[start]

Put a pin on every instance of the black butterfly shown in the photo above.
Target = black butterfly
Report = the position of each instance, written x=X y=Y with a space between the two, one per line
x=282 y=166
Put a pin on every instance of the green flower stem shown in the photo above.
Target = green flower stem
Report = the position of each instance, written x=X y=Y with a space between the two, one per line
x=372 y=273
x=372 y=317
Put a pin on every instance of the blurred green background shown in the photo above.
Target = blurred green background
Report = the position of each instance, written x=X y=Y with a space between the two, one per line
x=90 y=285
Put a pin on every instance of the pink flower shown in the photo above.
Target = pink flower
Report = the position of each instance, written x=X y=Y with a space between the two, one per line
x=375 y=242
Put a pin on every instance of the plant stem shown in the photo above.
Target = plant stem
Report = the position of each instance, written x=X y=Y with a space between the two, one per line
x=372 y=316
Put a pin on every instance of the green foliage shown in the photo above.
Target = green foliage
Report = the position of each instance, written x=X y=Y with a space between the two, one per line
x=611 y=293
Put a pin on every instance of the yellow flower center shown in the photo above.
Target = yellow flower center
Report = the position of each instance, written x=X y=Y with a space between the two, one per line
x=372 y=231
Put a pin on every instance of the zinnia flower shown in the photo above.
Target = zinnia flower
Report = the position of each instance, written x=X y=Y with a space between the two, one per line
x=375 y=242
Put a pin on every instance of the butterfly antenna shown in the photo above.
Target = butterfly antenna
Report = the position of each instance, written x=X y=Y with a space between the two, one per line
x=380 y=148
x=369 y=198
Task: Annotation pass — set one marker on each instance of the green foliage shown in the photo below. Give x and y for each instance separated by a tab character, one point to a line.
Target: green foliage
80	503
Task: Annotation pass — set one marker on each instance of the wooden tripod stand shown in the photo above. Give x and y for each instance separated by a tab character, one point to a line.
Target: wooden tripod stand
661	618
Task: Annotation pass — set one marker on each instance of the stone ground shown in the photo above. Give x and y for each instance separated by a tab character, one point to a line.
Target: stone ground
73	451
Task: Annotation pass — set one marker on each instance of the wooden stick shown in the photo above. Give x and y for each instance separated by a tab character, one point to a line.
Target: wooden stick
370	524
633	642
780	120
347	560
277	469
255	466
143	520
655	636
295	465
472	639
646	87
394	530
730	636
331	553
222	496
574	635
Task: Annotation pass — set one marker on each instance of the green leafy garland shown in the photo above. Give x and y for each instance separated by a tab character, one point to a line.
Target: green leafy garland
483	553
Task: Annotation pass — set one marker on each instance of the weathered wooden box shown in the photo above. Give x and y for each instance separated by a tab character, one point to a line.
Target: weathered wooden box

[end]

*Goal*: Copy out all of the material above, line for line and in the same order, changing nothing.

*Response to the task*:
Put a pin on every instance of the black butterfly shown in the photo above.
Target = black butterfly
Report = the position of each instance, written x=X y=Y with a space between the two, one per line
x=282 y=166
Put a pin on every instance of the green flower stem shown in the photo above.
Target = green flower stem
Report = the position of each instance, written x=X y=Y with a space between the two, one per line
x=372 y=273
x=372 y=317
Put a pin on every instance of the blurred green background shown in the photo above.
Target = blurred green background
Report = the position of each instance, written x=X y=Y with a space between the two, one per line
x=90 y=285
Put a pin on every instance of the pink flower shown in the photo above.
Target = pink flower
Report = the position of each instance, written x=X y=Y with a space between the two, one per line
x=375 y=242
Put a pin on every instance of the plant stem shown in the photo above.
Target = plant stem
Report = the position of each instance, written x=X y=Y with a space between the two, one per line
x=372 y=316
Put a pin on every instance of the green foliage shown in the photo above.
Target = green foliage
Report = the position of each instance, written x=X y=Y with a space between the two, one per line
x=611 y=293
Put a pin on every instance of the yellow flower center shown in the photo above.
Target = yellow flower center
Report = the position of each instance, written x=X y=Y with a space between the two, one per line
x=372 y=231
Put a pin on every instance of the zinnia flower shown in the photo above.
Target = zinnia flower
Report = the position of each instance, written x=X y=Y with a space between the two, one per line
x=375 y=242
Put a pin on every instance of the butterfly antenna shown in the photo above.
Target = butterfly antenna
Report = the position of each instance, written x=X y=Y with a space between the two, one per line
x=380 y=148
x=369 y=198
Task: Annotation pass — set one marker on each instance of the green foliage shown in the photo below. Give x and y for each instance separated by a tab character, one point to a line.
Target: green foliage
80	503
Task: Annotation pass — set one marker on each instance of the wooden tripod stand shown in the photo above. Give x and y for each instance separated by a tab character, one point to a line.
Target: wooden tripod stand
661	618
Task: Annotation pass — set one marker on each instance of the stone ground shown in the photo above. Give x and y for each instance separated by a tab character, one point to a line.
Target: stone ground
73	451
Task: Annotation pass — set one marker on each instance of the wooden stick shown in the photo above. Give x and y for each instance separated by a tab character, one point to a line.
Target: wooden stick
370	524
633	642
780	120
347	560
277	469
255	466
143	520
655	636
295	465
472	639
646	87
394	530
730	636
331	553
222	496
574	635
Task: Annotation pass — set one marker on each instance of the green leafy garland shown in the photo above. Give x and y for each instance separated by a tab character, one point to a line.
Target: green leafy garland
483	553
Task: Annotation pass — set one marker on each instance of the weathered wooden box shown in the photo above. Give x and y for each instance separated by a tab character, one point to a line.
Target: weathered wooden box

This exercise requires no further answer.